> AIM OF THE EXERCISE
Please swap "pick out" for "mark" everywhere in the records below and keep every other part the same. Omit the pictures from your version.
*** TASK DATA ***
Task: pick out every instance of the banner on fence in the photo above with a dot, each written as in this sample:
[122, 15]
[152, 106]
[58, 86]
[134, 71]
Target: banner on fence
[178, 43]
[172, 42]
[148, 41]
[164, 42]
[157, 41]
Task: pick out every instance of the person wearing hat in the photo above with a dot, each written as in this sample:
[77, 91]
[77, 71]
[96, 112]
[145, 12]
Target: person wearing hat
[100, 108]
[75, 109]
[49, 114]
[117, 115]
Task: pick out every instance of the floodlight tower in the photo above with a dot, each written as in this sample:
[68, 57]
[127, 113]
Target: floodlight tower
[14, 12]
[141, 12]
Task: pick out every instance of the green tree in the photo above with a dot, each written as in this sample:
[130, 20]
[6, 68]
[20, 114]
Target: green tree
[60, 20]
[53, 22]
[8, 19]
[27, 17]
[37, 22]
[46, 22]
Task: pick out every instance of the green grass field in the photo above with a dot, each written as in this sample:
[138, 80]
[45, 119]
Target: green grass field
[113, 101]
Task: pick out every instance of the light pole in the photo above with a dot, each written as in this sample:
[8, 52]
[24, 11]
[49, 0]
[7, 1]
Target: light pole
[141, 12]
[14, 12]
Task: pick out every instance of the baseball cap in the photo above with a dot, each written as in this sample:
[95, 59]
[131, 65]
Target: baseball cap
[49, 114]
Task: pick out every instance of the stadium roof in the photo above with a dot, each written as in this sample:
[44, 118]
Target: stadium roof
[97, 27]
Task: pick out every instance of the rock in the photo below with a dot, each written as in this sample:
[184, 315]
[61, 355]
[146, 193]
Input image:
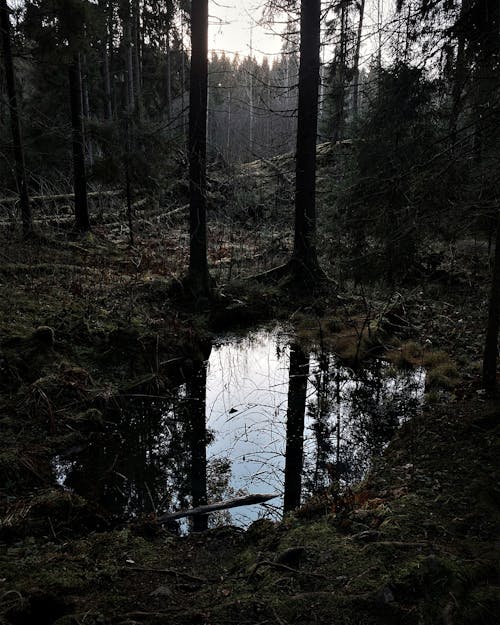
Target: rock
***
> RIGHT ANSWER
Task: mark every instance of the banner on fence in the photo above with a dot, each written as in this sample:
[122, 15]
[152, 106]
[58, 86]
[134, 71]
Target: banner on fence
[178, 43]
[172, 42]
[148, 41]
[164, 42]
[157, 41]
Task: mark every instance of the person wearing hat in the photo above with a dot, each written as in this sample:
[77, 91]
[77, 71]
[96, 112]
[145, 12]
Target: person wearing hat
[100, 108]
[75, 109]
[49, 114]
[117, 115]
Task: mark every instance of the floodlight tower in the photo above with a dot, each written as in this sample:
[68, 57]
[127, 113]
Target: floodlight tower
[14, 12]
[141, 12]
Task: mark every instance of the green tree in the photo above with a dot, each written as in this sample:
[130, 20]
[6, 68]
[20, 114]
Target: green tree
[60, 20]
[53, 22]
[8, 19]
[27, 17]
[37, 22]
[46, 22]
Task: mark every instance of the green grass field in the photo above with a dot, each written as in this sample:
[138, 80]
[45, 119]
Target: green grass field
[113, 101]
Task: mark every instance of the light pole in the photo above with a dot, each written as in this sample:
[8, 52]
[24, 11]
[49, 0]
[7, 1]
Target: light pole
[141, 12]
[14, 12]
Task: mark every instance of the baseball cap in the photo above with a dot, each written as in this sample:
[95, 59]
[131, 65]
Target: baseball cap
[49, 114]
Task: mark every instance of the stadium roof in the photo above with a dot, each written as in this sample:
[44, 118]
Target: stadium roof
[97, 27]
Task: mark every instance of the rock in the photo below with a dot, each written as in this sample:
[184, 315]
[61, 355]
[146, 193]
Input image:
Target: rock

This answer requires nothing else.